▶ _ЗАДАНИЯ_:
• 1. Перепишите дословно фрагмент о советской фантастике от слов «Из всего этого» до слов «на шестидесятые годы.».
• 2. Определите, соответствуют ли фрагменту о советской фантастике следующие утверждения: (a) расцветы советской фантастики пришлись на двадцатые и шестидесятые годы; (b) всплеск фантастики шестидесятых был связан с освоением космоса; (c) последствия создания новой техники были отданы в компетенцию ученых и инженеров. На каждое утверждение ответьте «да» или «нет» и приведите решающие слова фрагмента в точной цитате.
• 3. Продолжите фрагмент о советской фантастике, начиная сразу после его последнего предложения.

▶ _ИЗБРАННЫЙ ФРАГМЕНТ_:

Из всего этого следует, в частности, то, что в государстве, которое сознательно и всерьез стремится к лучшему будущему своих граждан (не по принципу "щас я вас облагодетельствую только не пищать!", а по принципу "давайте наконец будем жить по-человечески") литература, посвященная воспитанию способности думать о будущем, должна быть одним из наиболее уважаемых видов искусства.
И действительно, расцветы советской фантастики приходятся как раз на периоды "прорывов" в будущее - на двадцатые и на шестидесятые годы.
В это время, как известно, расцветала и вся литература. В периоды застоя закисала тоже вся литература. Именно когда назревает кризис, все валится из рук и никто толком уже не знает, что и зачем делается, принято объявлять, что, мол, хватит болтать и пора, наконец, самоотверженно делать дело. Как говорил, кажется, Киров, "время спорить прошло, настало время работать". В подобные времена все искусство насильственно ориентируется на воспевание простых ломовых и гужевых - добродетелей. Всякая же непредвзятая попытка рассмотреть последствия претворения этих добродетелей в жизнь, неизбежно приводящая к выводу, что результаты искренней самоотверженности и непоказного трудолюбия, как правило, валятся в какую-то прорву, не давая плодов, не приближая к светлому будущему никого - такая попытка рассматривается как пораженчество, очернительство, подрывная деятельность, надругательство над лучшими качествами народа. Фантастика же оказывалась наиболее хрупкой из-за ее неразрывной связи с будущим, из-за того, что она в принципе не могла укрыться в анализ разрешенных к анализу нынешних и прошлых проблем, а просто-таки обречена была затрагивать проблему грядущего результата, проблему перспективы.
Такова первая и основная общелитературная причина, обусловившая периодические кризисы фантастики в нашей стране.
У текущего кризиса есть вторая, специфическая причина. Всплеск фантастики шестидесятых был связан с НТР. Рукотворные чудеса и ожидание даваемых ими благ во многом определили тон и тематику тогдашней НФ. Когда же стало выясняться, что техника чревата не только благами, тематика и тон начали меняться. Пока не хватало элементарной индустрии, фантасты писали, как без этой индустрии может оказаться плохо и как с нею может оказаться хорошо. Рациональное управление индустрией подразумевалось. Когда мощная индустрия возникла, но некомпетентное и безответственное управление ею стало одним из самых больных вопросов, фантасты не могли не начать писать о том, как плохо будет, если с прогрессом технологии будет прогрессировать не умение, а неумение ею пользоваться. Но тут-то они и оказались костью в горле. Создание звездолетов, машин времени и прочей мало реальной дребедени было прерогативой ученых и инженеров, вторгаться в компетенцию которых - то есть придумывать их правоту и неправоту, порядочность и непорядочность - считалось раз плюнуть. Последствия же создания, то есть применение, приобретение новых моральных навыков управления, адекватных мощи развязанных природных сил, было отдано исключительно в компетенцию директивных органов. Набирала силу тенденция: управление есть священная функция особого круга лиц, куда непосвященным с их убогими соображениями соваться было безнравственно и просто аполитично. Особенно кощунственным стало восприниматься "пустое фантазирование" на эту тему. Описать ошибку академика, трижды Нобелевского лауреата, создавшего искусственное солнце и не сумевшего понять, что с ним делать - это пожалуйста. Описать ошибку члена Всепланетного Совета, который из-за плохого знания географии повесил свежесозданное солнце над Сахарой - ни в коем случае. Это же закамуфлированные нападки на партию, товарищи! Если уж кто плохо знает географию - так это ученый академик, потому что он физик, а специалист, как известно, подобен флюсу, надо с ним и обращаться соответственно; а член Совета не специалист ни в чем, следовательно, во всем академика мягко и мудро поправляет.

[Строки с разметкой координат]

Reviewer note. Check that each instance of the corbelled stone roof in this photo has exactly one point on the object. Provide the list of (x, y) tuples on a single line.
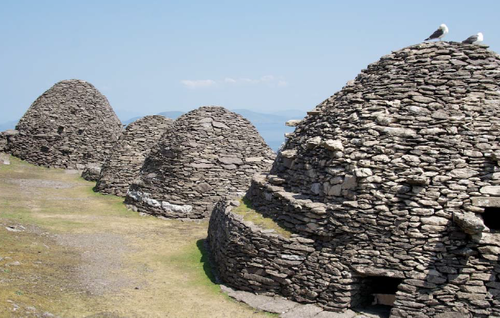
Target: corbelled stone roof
[(68, 126), (386, 181), (206, 154), (129, 153)]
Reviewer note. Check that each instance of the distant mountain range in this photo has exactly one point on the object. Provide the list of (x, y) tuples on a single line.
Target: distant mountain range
[(270, 126)]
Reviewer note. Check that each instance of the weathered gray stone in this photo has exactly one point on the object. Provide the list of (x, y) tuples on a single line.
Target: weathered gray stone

▶ _ОТВЕТЫ К УПРАЖНЕНИЮ_:
• 1.
Из всего этого следует, в частности, то, что в государстве, которое сознательно и всерьез стремится к лучшему будущему своих граждан (не по принципу "щас я вас облагодетельствую только не пищать!", а по принципу "давайте наконец будем жить по-человечески") литература, посвященная воспитанию способности думать о будущем, должна быть одним из наиболее уважаемых видов искусства.
И действительно, расцветы советской фантастики приходятся как раз на периоды "прорывов" в будущее - на двадцатые и на шестидесятые годы.

• 2.
(a) Да: «расцветы советской фантастики приходятся как раз на периоды "прорывов" в будущее - на двадцатые и на шестидесятые годы».
(b) Нет: «Всплеск фантастики шестидесятых был связан с НТР».
(c) Нет: «было отдано исключительно в компетенцию директивных органов».

• 3.
Кому на руку такие клише, вколачивавшиеся в НФ десятилетиями? Только управленцам вроде тех, что отдали колыбель трех революций, которую Гитлер бил-бил не разбил, Сталин бил-бил не разбил, на съедение сине-зеленым водорослям - уж водоросли-то и бактерии-мутанты с честью выполнят поставленную задачу, они не вермахт паршивый...
Так возникло дополнительное, уже не против всей литературы, а специально против фантастики направленное противодействие. Оно не искореняло данный тип литературы вообще - раз уж какая-то деятельность возникла, и сложился круг кормящихся от нее и карьерствующих на ней людей, она будет существовать - но выхолащивало его, напрочь отрывало от реальности, лишало его возможности заниматься основным своим делом - эмоционально воздействующим моделированием.
Чем больше неполадок обнаруживалось в обществе, чем менее склонны были читатели на слово верить в незатруднительный приход светлого будущего, чем менее писатели были склонны высасывать из пальца конфликты фотонного лучшего с антигравитационным еще более лучшим - тем настойчивее требовались издательствами жизнеутверждающие, беспроблемные утопии. Легко понять, кто и как выполнял подобные социальные заказы.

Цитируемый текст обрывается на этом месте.